* [Text passage]:
·····

Most of us have only a vague understanding of viscosity. We tend to choose an oil with a viscosity that we believe is correct for our particular engine, but would another viscosity improve or reduce the life of the engine? Can we freely pick and choose a viscosity outside a manufacturer's recommendations?

Technically, viscosity is defined as resistance to flow. Commonly though, we think of it as an oil's thickness. To be more specific, it is the thickness of an oil at a given temperature. The plot thickens (ha!).

The viscosity of an oil could be reported at any temperature, but to standardize things, most laboratories report either a low temp (100F or 40C) or a high temp (210F or 100C) and stick with either SUS or cSt. The standardized temperature reading allows us to compare apples to apples for judging the thickness of the oil. At Blackstone, we report the viscosity at 210F SUS, which is about the operating temperature of your engine when it's warmed up and running.

An apple is an apple, no matter what language you use to describe it. In the same respect, there are many ways to describe viscosity: SAE Engine, SUS (Seybolt Universal Seconds), cSt (Centistokes), ISO grade, etc. We use SUS. No matter what you call it, the number given simply defines the thickness of the oil at the standard high temperature.

·····

Write out the part of the oil viscosity passage above word for word, starting at "Most of us have" and ending at "plot thickens (ha!).".

* [Data excerpts]:

·····

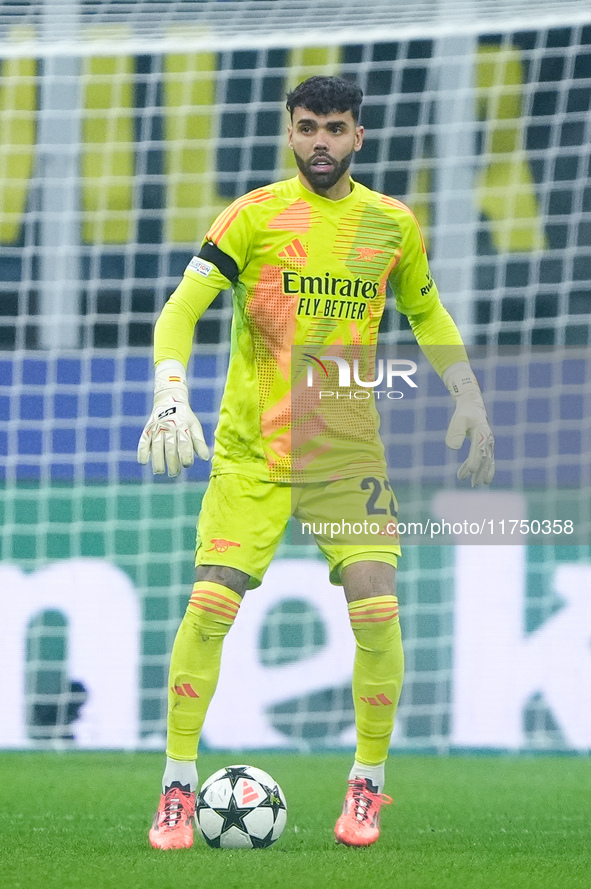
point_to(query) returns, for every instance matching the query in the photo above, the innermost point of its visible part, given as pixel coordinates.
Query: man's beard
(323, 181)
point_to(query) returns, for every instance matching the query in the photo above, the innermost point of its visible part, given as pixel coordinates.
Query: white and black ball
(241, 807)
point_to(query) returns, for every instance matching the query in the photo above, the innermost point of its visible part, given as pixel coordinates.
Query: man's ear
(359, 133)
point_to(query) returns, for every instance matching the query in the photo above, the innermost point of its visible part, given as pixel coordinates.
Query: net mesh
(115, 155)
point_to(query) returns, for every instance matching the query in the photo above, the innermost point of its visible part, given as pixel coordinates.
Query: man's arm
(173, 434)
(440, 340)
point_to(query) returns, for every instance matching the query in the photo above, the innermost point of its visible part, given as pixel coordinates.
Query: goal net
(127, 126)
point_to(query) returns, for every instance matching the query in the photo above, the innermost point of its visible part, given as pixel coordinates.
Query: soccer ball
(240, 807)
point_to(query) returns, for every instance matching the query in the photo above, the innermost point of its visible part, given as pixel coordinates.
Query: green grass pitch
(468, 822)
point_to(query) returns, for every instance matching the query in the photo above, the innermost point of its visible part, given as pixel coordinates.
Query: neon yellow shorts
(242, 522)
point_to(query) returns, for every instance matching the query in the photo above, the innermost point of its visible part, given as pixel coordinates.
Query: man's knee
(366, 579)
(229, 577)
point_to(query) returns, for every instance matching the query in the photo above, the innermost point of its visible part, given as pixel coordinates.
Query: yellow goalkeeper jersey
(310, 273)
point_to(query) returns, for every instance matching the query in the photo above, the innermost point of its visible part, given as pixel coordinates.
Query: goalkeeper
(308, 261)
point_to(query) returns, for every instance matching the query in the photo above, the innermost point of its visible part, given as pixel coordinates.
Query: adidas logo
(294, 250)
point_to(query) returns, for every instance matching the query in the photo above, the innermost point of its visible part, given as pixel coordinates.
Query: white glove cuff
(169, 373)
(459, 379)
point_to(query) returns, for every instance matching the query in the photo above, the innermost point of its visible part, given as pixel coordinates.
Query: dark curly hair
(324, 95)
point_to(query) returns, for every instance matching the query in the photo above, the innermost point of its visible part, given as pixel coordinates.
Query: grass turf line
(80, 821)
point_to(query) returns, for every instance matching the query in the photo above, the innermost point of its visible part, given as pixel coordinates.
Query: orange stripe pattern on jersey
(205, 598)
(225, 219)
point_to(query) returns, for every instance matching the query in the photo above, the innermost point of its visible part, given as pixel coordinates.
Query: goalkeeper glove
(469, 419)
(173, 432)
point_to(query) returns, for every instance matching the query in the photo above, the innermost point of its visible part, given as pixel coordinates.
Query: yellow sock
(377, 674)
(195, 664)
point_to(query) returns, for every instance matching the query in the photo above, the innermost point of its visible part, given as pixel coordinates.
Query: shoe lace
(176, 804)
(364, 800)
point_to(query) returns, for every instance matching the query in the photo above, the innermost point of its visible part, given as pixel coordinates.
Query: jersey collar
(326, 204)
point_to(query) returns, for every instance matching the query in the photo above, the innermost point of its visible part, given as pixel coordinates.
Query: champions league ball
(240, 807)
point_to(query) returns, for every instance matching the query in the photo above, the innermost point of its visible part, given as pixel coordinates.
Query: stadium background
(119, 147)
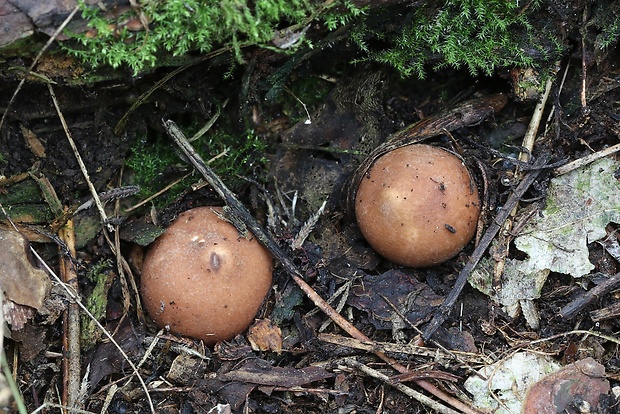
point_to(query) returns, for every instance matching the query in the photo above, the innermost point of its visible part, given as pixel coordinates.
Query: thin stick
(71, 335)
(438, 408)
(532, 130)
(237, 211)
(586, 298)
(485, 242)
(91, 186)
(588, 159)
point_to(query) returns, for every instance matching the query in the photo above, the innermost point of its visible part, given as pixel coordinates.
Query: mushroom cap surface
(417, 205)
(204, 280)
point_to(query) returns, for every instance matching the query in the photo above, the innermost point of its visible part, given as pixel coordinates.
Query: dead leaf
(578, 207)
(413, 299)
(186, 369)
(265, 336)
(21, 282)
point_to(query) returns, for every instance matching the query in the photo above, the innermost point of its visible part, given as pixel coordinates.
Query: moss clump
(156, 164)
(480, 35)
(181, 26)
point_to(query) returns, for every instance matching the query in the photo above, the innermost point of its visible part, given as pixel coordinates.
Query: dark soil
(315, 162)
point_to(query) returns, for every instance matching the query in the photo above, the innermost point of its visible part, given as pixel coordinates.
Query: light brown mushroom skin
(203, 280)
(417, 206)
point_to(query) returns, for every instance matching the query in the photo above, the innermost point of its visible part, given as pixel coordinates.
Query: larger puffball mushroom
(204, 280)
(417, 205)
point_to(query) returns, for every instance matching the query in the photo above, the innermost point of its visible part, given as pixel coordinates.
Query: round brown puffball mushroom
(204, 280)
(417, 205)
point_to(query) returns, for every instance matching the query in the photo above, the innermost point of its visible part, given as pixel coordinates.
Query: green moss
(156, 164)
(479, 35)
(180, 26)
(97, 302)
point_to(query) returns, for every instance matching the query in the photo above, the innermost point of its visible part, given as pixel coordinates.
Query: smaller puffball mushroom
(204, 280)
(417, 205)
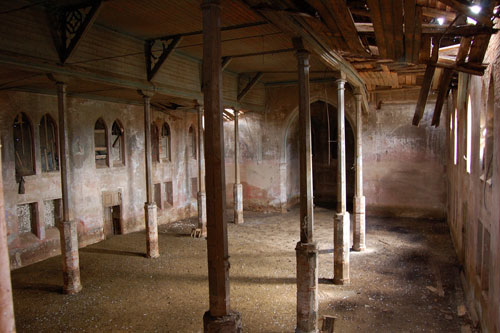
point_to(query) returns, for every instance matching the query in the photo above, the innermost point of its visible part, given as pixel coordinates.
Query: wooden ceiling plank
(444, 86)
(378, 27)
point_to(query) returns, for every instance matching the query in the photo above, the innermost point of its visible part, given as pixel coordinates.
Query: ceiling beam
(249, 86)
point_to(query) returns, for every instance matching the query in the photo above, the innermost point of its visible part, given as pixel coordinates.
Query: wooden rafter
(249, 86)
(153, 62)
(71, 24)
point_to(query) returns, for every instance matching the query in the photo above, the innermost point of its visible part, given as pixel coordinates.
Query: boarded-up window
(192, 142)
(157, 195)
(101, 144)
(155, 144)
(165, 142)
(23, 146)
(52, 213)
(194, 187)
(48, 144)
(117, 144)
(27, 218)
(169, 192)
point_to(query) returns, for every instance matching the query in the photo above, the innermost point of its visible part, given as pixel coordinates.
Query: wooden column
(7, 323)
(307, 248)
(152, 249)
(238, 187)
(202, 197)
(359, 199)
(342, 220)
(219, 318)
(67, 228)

·····

* [Expected answer]:
Most of us have only a vague understanding of viscosity. We tend to choose an oil with a viscosity that we believe is correct for our particular engine, but would another viscosity improve or reduce the life of the engine? Can we freely pick and choose a viscosity outside a manufacturer's recommendations?

Technically, viscosity is defined as resistance to flow. Commonly though, we think of it as an oil's thickness. To be more specific, it is the thickness of an oil at a given temperature. The plot thickens (ha!).